### [Exercise description]
Your task is to transcribe all the entries exactly, excluding pictures.

++++ Extracted data ++++

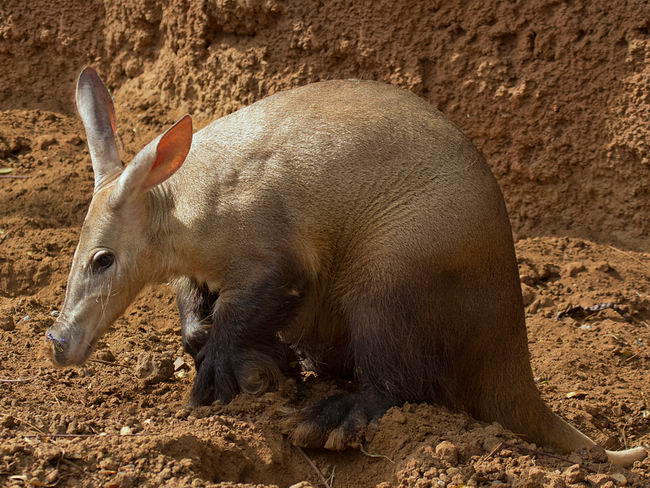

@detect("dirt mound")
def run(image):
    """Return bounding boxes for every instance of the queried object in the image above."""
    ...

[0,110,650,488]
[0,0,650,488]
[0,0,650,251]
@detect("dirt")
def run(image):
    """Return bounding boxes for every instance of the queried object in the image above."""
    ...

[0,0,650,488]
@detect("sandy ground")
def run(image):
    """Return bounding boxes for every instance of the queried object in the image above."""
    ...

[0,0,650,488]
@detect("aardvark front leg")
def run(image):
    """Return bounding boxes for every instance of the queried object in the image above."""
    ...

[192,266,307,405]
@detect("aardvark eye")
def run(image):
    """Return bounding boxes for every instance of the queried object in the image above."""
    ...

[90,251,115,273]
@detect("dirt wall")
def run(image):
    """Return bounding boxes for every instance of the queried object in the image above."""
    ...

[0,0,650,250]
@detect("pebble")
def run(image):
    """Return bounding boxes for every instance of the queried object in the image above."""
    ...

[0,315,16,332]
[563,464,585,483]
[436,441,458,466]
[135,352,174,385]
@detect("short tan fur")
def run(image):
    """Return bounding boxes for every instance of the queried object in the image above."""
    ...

++++

### [Task output]
@detect("dirt mound")
def run(image):
    """Return bounding boxes for every instance of the queried object in the image above."""
    ...

[0,110,650,488]
[0,0,650,488]
[0,0,650,251]
@detect("dirt")
def run(image):
    """Return bounding boxes for every instance of the queried object in the image above."""
    ...

[0,0,650,488]
@detect("sandy ground")
def run(image):
    """Return bounding boxes for every instance of the queried object in the image above."""
    ...

[0,0,650,488]
@detect("aardvark front leg")
def run(image):
    """Return bounding boxes for every instance of the queried object in the image above."""
    ...

[192,266,307,405]
@detect("aardvark eye")
def run(image):
    """Return bounding boxes for every instance of the queried object in the image above."""
    ...

[90,251,115,273]
@detect("dirt wall")
def run(image):
    """Return bounding boxes for every instance of the queried object in the image above."""
    ...

[0,0,650,250]
@detect("pebble")
def run(image):
    """Return bounding boxes for every instance of the queried object in the image above."""
    ...

[0,315,16,332]
[563,464,585,483]
[436,441,458,466]
[135,352,174,385]
@detect("short tan fur")
def run(image):
    """Return bounding boxes for every instance of the queried object in the image above."""
    ...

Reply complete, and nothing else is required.